▶ TASK STATEMENT
Quote the whole listing verbatim.

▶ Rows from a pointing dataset

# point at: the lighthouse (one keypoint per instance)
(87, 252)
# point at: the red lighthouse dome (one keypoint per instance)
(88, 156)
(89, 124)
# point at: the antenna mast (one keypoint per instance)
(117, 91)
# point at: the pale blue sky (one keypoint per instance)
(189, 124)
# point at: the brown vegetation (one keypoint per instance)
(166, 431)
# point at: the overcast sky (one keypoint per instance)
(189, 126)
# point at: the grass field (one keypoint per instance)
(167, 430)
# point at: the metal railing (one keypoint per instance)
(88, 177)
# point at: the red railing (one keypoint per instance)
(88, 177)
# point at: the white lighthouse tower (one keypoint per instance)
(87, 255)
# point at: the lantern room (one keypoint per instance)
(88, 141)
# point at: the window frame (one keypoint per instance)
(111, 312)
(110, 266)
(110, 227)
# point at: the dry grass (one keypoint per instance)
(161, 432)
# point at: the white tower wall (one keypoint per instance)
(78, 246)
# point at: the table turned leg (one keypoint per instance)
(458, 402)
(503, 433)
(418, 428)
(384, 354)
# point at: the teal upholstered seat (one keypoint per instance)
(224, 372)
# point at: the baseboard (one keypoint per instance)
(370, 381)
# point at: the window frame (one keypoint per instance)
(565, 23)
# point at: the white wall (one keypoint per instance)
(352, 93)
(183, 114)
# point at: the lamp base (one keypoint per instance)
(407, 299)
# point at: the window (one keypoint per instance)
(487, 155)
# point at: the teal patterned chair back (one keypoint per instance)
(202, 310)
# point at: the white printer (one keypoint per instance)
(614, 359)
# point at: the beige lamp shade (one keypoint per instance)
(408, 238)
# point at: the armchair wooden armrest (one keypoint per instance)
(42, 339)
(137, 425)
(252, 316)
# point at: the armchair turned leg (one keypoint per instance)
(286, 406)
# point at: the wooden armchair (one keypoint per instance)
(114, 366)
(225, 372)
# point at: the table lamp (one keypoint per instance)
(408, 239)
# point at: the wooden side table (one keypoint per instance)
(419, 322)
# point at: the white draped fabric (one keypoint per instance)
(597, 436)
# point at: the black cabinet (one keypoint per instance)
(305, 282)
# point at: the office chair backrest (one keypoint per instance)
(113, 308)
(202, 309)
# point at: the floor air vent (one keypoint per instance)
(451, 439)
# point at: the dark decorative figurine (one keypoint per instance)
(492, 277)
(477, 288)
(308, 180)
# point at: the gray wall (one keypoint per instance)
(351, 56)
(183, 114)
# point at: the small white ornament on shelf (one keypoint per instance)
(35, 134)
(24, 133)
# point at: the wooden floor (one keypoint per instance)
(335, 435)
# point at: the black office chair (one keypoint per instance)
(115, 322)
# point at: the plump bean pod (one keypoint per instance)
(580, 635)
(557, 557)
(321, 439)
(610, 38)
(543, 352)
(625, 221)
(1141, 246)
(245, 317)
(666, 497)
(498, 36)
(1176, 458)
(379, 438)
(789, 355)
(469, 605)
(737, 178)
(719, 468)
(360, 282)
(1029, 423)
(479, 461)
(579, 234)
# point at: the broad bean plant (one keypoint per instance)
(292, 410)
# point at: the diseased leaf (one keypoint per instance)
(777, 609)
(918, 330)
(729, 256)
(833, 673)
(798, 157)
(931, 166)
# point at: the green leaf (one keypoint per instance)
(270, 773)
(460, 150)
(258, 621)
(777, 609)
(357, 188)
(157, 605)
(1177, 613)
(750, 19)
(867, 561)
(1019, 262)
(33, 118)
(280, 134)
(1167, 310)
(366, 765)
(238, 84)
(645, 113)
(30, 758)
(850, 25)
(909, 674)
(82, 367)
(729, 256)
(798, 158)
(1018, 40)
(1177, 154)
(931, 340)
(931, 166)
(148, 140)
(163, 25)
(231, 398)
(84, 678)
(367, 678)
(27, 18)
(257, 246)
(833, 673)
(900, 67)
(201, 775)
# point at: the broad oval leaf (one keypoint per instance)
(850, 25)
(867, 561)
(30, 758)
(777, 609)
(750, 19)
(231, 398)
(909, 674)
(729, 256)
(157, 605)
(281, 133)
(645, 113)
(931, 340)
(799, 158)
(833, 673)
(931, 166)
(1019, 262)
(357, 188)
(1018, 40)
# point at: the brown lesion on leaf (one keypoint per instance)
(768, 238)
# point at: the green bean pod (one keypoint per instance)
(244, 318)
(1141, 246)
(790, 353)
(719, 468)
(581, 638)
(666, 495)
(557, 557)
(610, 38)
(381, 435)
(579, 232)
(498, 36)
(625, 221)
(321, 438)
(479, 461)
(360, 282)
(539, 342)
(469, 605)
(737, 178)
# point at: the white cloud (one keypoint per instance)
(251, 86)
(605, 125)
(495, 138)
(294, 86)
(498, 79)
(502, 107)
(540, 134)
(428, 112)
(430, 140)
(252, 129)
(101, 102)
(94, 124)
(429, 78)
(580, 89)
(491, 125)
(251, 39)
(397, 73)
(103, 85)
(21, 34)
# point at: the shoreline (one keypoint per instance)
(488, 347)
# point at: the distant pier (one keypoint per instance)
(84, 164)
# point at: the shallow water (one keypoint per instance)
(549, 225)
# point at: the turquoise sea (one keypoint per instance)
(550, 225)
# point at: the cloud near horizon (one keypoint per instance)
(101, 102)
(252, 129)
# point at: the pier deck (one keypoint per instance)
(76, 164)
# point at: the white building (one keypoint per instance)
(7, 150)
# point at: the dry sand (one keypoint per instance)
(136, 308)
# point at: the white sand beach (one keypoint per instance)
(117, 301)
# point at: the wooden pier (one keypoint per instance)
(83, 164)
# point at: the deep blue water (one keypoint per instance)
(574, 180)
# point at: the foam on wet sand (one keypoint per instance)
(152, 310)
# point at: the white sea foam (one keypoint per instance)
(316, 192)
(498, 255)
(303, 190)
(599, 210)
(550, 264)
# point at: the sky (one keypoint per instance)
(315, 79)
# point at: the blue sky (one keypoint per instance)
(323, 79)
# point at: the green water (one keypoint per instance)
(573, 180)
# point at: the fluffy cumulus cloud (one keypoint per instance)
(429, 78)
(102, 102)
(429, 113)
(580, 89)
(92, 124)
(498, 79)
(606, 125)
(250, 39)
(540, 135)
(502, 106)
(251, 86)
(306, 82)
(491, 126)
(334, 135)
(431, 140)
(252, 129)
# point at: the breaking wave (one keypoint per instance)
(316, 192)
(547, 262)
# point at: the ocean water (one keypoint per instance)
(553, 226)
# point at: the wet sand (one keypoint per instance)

▶ ANSWER BELOW
# point at: the lighthouse (one keypoint per instance)
(87, 252)
# point at: the red lighthouse dome (one keypoint per instance)
(88, 156)
(89, 124)
# point at: the antenna mast (one keypoint per instance)
(117, 91)
# point at: the pale blue sky (one keypoint per instance)
(189, 124)
# point at: the brown vegetation (one keypoint per instance)
(166, 431)
# point at: the overcast sky (one keypoint per instance)
(189, 126)
# point at: the grass field (one keypoint per instance)
(167, 430)
# point at: the metal railing (one keypoint per instance)
(88, 177)
# point at: the red railing (one keypoint per instance)
(88, 177)
# point at: the white lighthouse tower (one keypoint per instance)
(87, 255)
# point at: the lantern room (one keypoint per instance)
(88, 141)
# point at: the window frame (one keypoint per instance)
(111, 312)
(110, 266)
(110, 227)
# point at: the dry grass (one keypoint per instance)
(161, 432)
# point at: the white tower wall (one keypoint per instance)
(78, 246)
# point at: the table turned leg (one keypoint per instance)
(458, 402)
(503, 433)
(418, 428)
(384, 354)
# point at: the teal upholstered seat (one keypoint per instance)
(224, 372)
# point at: the baseboard (one keypoint per instance)
(370, 381)
# point at: the window frame (one keypoint per instance)
(565, 23)
# point at: the white wall (one keypoint per instance)
(352, 93)
(183, 114)
# point at: the lamp base (one keypoint per instance)
(407, 299)
# point at: the window (one keypoint per instance)
(487, 155)
# point at: the teal patterned chair back (one keypoint per instance)
(202, 310)
# point at: the white printer (one keypoint per instance)
(614, 359)
# point at: the beige lamp shade (one keypoint per instance)
(408, 238)
# point at: the armchair wooden armrest (one keypoint per instance)
(42, 339)
(137, 425)
(252, 316)
# point at: the armchair turned leg (one keypoint per instance)
(286, 406)
# point at: the wooden armchair (one keypoint per instance)
(114, 366)
(225, 372)
# point at: the table lamp (one keypoint per instance)
(408, 239)
# point at: the wooden side table (one keypoint per instance)
(419, 322)
# point at: the white draped fabric (one keypoint per instance)
(597, 436)
# point at: the black cabinet (one keypoint per instance)
(305, 282)
# point at: the office chair backrest (one keypoint per instance)
(113, 308)
(202, 309)
# point at: the floor air vent (one keypoint per instance)
(451, 439)
# point at: the dark decorative figurine (one keypoint per instance)
(492, 277)
(477, 288)
(308, 180)
# point at: the gray wall (one keypoint per instance)
(351, 56)
(183, 114)
# point at: the small white ornament on shelf (one keypoint per instance)
(35, 134)
(24, 133)
# point at: the wooden floor (one keypoint per instance)
(335, 435)
# point at: the black office chair (one keypoint per instance)
(115, 322)
# point at: the plump bean pod (one keypoint per instance)
(580, 635)
(557, 557)
(321, 439)
(610, 38)
(543, 352)
(625, 221)
(1141, 246)
(245, 317)
(666, 497)
(498, 36)
(1176, 458)
(379, 438)
(789, 355)
(469, 605)
(737, 178)
(719, 468)
(360, 282)
(1029, 423)
(479, 461)
(579, 234)
# point at: the broad bean plant (one keypoint per instance)
(292, 410)
# point at: the diseased leaf (one keypoint per instance)
(777, 609)
(918, 330)
(729, 256)
(833, 673)
(798, 157)
(931, 166)
# point at: the green leaf (one keypoint per instance)
(270, 773)
(460, 150)
(258, 621)
(777, 609)
(357, 188)
(157, 605)
(1177, 613)
(750, 19)
(867, 561)
(1019, 262)
(33, 118)
(280, 134)
(1167, 310)
(366, 765)
(238, 84)
(645, 113)
(30, 758)
(850, 25)
(909, 674)
(82, 367)
(729, 256)
(798, 158)
(1018, 40)
(1177, 154)
(931, 340)
(931, 166)
(148, 140)
(163, 25)
(231, 398)
(84, 678)
(367, 678)
(27, 18)
(257, 246)
(833, 673)
(900, 67)
(201, 775)
# point at: the broad oval leaf (one keypoint per instance)
(850, 25)
(867, 561)
(30, 758)
(777, 609)
(750, 19)
(231, 398)
(909, 674)
(729, 256)
(157, 605)
(281, 133)
(645, 113)
(931, 340)
(799, 158)
(833, 673)
(931, 166)
(1019, 262)
(357, 188)
(1018, 40)
# point at: the brown lesion on leaf (one keypoint per instance)
(768, 238)
# point at: the green bean pod (one keypoint per instance)
(244, 318)
(1141, 246)
(790, 353)
(719, 468)
(581, 638)
(666, 495)
(557, 557)
(610, 38)
(381, 435)
(579, 232)
(498, 36)
(625, 221)
(321, 438)
(479, 461)
(360, 282)
(539, 342)
(469, 605)
(737, 178)
# point at: the white cloud (one keypoint per instance)
(251, 86)
(605, 125)
(495, 138)
(294, 86)
(498, 79)
(502, 107)
(540, 134)
(428, 112)
(430, 140)
(252, 129)
(101, 102)
(94, 124)
(429, 78)
(580, 89)
(491, 125)
(251, 39)
(397, 73)
(103, 85)
(21, 34)
# point at: the shoreline (one keypoint per instance)
(488, 347)
# point at: the distant pier (one keypoint per instance)
(84, 164)
# point at: the shallow water (one keypoint per instance)
(549, 225)
# point at: the turquoise sea (one keypoint per instance)
(550, 225)
# point at: the cloud near horizon (one keypoint per instance)
(101, 102)
(252, 129)
# point at: the pier deck (one keypoint per instance)
(76, 164)
# point at: the white building (one keypoint per instance)
(7, 150)
# point at: the dry sand (one keypoint per instance)
(136, 308)
# point at: the white sand beach (one keypoint per instance)
(117, 301)
# point at: the wooden pier (one keypoint per instance)
(83, 164)
# point at: the deep blue water (one keypoint per instance)
(574, 180)
# point at: the foam on wet sand (one keypoint per instance)
(152, 310)
# point at: the white sea foam (one keypoint per instance)
(316, 192)
(498, 255)
(303, 190)
(599, 210)
(550, 264)
# point at: the sky (one keypoint per instance)
(315, 79)
# point at: the blue sky (one keypoint per instance)
(323, 79)
# point at: the green water (one keypoint per instance)
(573, 180)
# point at: the fluffy cumulus cloud (one keypoint per instance)
(429, 78)
(102, 102)
(429, 113)
(580, 89)
(92, 124)
(498, 79)
(606, 125)
(250, 39)
(540, 135)
(502, 106)
(251, 86)
(306, 82)
(491, 126)
(334, 135)
(431, 140)
(252, 129)
# point at: the breaking wave (one keypoint per instance)
(316, 192)
(547, 262)
# point at: the ocean water (one keypoint per instance)
(553, 226)
# point at: the wet sand (one keypoint per instance)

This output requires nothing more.